EXERCISE GOAL: Pictures should not appear in the copy; the records themselves must be written out exactly.

RECORDS TO PROCESS:
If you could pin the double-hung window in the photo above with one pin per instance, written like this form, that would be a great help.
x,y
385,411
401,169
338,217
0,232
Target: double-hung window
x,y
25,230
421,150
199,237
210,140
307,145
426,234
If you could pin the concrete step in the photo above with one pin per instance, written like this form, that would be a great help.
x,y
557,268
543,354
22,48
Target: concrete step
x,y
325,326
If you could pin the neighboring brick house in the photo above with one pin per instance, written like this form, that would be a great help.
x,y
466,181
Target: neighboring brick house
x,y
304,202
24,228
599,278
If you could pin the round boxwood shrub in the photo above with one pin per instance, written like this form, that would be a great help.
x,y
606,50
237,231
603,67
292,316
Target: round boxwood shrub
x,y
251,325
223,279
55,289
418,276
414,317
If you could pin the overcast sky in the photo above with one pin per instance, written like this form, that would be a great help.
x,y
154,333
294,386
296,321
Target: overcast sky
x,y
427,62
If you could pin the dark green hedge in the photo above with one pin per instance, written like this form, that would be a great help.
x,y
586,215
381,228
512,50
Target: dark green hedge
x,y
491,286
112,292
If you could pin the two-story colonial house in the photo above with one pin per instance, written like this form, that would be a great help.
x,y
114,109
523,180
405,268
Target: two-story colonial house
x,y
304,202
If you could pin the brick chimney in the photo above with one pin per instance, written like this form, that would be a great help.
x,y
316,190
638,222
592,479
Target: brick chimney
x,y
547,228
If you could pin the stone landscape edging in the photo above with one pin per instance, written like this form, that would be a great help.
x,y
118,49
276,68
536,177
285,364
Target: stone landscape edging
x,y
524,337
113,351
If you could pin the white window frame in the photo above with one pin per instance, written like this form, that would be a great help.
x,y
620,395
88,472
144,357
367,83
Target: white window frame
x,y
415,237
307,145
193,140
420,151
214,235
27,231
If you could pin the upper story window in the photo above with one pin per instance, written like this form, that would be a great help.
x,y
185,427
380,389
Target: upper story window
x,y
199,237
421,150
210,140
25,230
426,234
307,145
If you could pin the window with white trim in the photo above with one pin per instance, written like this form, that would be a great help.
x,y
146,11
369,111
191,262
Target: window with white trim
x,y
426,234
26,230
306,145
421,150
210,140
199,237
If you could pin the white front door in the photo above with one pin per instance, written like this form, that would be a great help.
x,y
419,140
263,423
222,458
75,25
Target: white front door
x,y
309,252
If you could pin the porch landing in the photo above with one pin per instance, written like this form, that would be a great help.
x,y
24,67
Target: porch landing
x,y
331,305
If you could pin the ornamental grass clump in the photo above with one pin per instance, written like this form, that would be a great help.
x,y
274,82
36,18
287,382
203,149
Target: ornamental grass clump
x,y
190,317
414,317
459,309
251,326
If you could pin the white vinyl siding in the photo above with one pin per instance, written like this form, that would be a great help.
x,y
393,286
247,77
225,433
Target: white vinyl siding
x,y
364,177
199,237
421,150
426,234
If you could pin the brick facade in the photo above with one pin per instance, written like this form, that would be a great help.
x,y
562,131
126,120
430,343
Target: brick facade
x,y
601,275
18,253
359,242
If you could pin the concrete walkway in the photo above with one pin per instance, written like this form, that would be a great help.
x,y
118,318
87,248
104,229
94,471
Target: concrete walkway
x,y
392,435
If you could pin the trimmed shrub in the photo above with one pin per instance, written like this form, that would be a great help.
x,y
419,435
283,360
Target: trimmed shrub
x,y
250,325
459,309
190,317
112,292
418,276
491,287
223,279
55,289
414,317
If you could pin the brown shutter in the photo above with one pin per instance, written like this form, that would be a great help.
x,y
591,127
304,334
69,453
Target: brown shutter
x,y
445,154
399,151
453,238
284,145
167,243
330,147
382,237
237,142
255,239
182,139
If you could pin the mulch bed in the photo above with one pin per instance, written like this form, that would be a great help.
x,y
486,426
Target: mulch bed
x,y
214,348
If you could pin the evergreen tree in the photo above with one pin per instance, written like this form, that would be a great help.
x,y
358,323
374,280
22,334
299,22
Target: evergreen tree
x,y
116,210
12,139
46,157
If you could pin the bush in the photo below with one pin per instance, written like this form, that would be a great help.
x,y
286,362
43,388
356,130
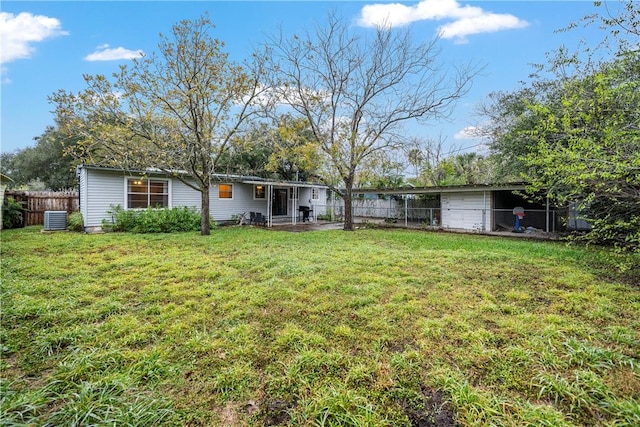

EXERCISE OUTPUT:
If you could pin the double-hung window in the photo above with one pin per instance, written like this form, that would be a great help.
x,y
385,411
401,169
338,217
0,232
Target: double-hung window
x,y
25,230
421,150
199,237
210,140
307,145
426,234
If you could pin the concrete step in the photo above with one pin per instance, written like this form, that would be a great help.
x,y
557,268
543,354
22,48
Target: concrete step
x,y
325,326
If you could pin the neighboring brick house in the photo above with one pin per instance, written like this form, that would be a great help.
x,y
466,181
Target: neighboring brick house
x,y
304,202
24,228
599,278
If you could pin the round boxwood shrub in the photo above with one pin per instance, written like this form, that would be a great help.
x,y
606,50
237,231
603,67
292,316
Target: round boxwood shrub
x,y
251,325
223,279
55,289
418,276
414,317
If you could pin the overcast sky in the photo above with one pin per instance, written like this form, that would be a great help.
x,y
154,333
294,386
296,321
Target: overcast sky
x,y
427,62
If you could pin the dark green hedge in the photo above with one pin per instance, written like this form, that would be a great help.
x,y
586,215
381,228
512,50
Target: dark green hedge
x,y
491,286
112,292
If you could pin the two-story colonial house in the photo above with one pin per instance, written like this form, that would be a great help.
x,y
114,109
523,180
405,268
Target: two-story colonial house
x,y
304,202
If you could pin the brick chimney in the photo above with one pin per instance, written like this form, that would be a great help.
x,y
316,190
638,222
592,479
Target: brick chimney
x,y
547,228
If you could pin the stone landscape edging in the photo above with one pin per instance, written like this form, that would be a great help.
x,y
118,49
276,68
536,177
285,364
Target: stone landscape edging
x,y
524,337
113,351
If you could pin the white window frame in the photo above with one pin per instance, written like this form, that would be a great help.
x,y
620,395
88,472
144,357
367,83
Target: white window frame
x,y
415,237
307,145
193,140
420,151
214,235
27,231
If you could pin the upper story window in the photo above with one pin per instance, written like this form, that would be a great help.
x,y
185,427
380,389
Target: upper story window
x,y
199,237
421,150
210,140
25,230
426,234
307,145
If you could pin the window with white trim in the photo above with one pin per instance, written like this form, that would be a great help.
x,y
146,11
369,111
191,262
Target: window with white trim
x,y
426,234
26,230
306,145
421,150
210,140
199,237
If you could pin the white front door in the photo above with one pin per instance, written like this form, that would be a great help.
x,y
419,140
263,423
222,458
75,25
Target: white front door
x,y
309,252
If you could pin the porch landing in the photo above with one pin per instance, written like this form, that would be a great help.
x,y
24,67
Target: porch landing
x,y
331,305
If you could pin the ornamental grass clump in the photo above with one pin per instance, written like this form, that would be a great help.
x,y
274,82
36,18
287,382
203,149
Target: ornamental grass clump
x,y
190,317
414,317
459,309
251,326
If you could pin the white vinyl siding in the photo above with one pin per instance, written like this form, that would be a great help.
x,y
393,286
247,77
225,433
Target: white vinyl siding
x,y
364,177
199,237
421,150
426,234
If you could pin the brick facade in the photo above with one pin per instance, written like this form, that would be a great help.
x,y
562,131
126,120
430,343
Target: brick facade
x,y
601,275
18,253
359,242
If you could pin the concrete walkway in the photo above with one pin per instance, written like this form, that would be a great help.
x,y
118,318
87,248
104,229
94,471
Target: concrete walkway
x,y
392,435
If you could pin the trimmed shrub in the photo above with one pin per instance, written like this form, that would be a great help.
x,y
419,435
283,360
Target: trimmed shrub
x,y
250,325
459,309
190,317
112,292
418,276
491,287
223,279
55,289
414,317
If you could pin the brown shutter in the photo above with one pin per instance, written like this form, that would be a great help.
x,y
591,127
304,334
69,453
Target: brown shutter
x,y
445,154
399,151
453,238
284,145
167,243
330,147
382,237
237,142
255,239
182,139
If you could pin the mulch bed in the photo above with one pin per instance, written like this form, that would be a great help.
x,y
486,426
Target: mulch bed
x,y
214,348
If you could pin the evergreen tree in the photo above with one pin per instance, written like this form, that would be a great help.
x,y
358,323
374,280
22,334
299,22
Target: evergreen tree
x,y
116,210
12,139
46,157
If you could pin the bush in the photo below with one pin per instance, written like this form, that would be a great help.
x,y
286,362
43,388
356,130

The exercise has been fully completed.